Given instruction:
How many lines in the rows below contain the string "sports"? Case counts. Reply with the number only.

Named-object pointing rows:
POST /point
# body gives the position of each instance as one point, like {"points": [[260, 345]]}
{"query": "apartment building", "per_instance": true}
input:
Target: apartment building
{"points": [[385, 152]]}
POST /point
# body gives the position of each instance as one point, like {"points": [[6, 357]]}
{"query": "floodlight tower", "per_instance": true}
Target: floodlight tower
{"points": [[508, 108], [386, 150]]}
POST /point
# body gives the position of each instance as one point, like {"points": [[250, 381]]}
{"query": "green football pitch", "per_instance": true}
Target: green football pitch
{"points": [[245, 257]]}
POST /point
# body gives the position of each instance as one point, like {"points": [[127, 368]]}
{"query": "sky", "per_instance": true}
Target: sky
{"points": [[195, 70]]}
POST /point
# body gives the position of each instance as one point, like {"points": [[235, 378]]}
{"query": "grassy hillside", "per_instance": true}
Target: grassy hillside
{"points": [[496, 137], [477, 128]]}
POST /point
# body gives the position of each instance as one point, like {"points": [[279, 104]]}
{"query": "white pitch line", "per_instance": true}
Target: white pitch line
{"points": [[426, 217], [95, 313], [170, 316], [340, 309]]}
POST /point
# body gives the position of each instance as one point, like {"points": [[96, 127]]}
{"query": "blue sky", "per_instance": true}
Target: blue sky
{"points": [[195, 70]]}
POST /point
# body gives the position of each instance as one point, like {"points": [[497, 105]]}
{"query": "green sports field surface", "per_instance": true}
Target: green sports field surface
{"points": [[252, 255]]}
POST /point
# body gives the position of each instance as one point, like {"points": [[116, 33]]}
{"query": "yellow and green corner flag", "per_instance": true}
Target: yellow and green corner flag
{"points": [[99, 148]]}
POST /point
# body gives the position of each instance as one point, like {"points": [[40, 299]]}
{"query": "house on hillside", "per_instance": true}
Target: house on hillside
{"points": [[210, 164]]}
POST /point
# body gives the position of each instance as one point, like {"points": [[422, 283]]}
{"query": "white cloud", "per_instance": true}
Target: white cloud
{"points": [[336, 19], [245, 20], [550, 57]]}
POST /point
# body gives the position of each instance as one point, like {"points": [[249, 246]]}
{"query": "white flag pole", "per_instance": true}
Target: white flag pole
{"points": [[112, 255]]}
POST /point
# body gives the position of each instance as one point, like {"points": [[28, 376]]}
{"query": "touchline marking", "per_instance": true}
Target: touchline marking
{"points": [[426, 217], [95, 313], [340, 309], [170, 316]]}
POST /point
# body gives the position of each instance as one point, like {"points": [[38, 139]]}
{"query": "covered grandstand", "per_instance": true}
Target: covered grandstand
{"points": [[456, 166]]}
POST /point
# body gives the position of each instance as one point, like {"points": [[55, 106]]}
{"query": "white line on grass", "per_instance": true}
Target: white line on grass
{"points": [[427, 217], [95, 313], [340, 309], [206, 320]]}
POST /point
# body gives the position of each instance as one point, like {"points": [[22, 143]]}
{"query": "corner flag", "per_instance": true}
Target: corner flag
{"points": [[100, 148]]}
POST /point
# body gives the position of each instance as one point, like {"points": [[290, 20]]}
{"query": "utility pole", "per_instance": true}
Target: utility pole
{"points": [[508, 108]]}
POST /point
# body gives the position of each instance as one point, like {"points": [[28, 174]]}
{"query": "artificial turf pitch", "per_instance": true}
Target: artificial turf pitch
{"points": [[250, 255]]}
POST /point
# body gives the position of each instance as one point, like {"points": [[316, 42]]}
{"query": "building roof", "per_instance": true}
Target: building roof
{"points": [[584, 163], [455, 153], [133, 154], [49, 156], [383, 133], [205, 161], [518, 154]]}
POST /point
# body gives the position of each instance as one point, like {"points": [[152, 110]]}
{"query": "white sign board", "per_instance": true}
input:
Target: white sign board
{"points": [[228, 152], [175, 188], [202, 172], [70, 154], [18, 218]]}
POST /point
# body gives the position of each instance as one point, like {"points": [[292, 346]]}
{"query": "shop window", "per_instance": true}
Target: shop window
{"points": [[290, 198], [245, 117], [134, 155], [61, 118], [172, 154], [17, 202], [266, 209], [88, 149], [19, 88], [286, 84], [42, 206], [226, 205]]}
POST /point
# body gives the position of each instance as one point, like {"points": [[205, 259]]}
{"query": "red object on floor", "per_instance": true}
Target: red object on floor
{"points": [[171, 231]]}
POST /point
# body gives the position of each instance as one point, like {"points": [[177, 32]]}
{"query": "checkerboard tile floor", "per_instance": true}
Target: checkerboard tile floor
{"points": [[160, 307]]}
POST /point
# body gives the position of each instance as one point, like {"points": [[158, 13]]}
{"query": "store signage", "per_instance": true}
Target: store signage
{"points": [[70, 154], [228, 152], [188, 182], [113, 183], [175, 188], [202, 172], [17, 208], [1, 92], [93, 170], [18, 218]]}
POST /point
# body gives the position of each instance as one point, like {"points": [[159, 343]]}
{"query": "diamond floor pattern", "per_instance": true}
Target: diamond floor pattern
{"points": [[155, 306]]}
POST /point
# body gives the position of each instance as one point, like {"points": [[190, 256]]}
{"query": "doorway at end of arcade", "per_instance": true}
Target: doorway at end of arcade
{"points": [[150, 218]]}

Solution below:
2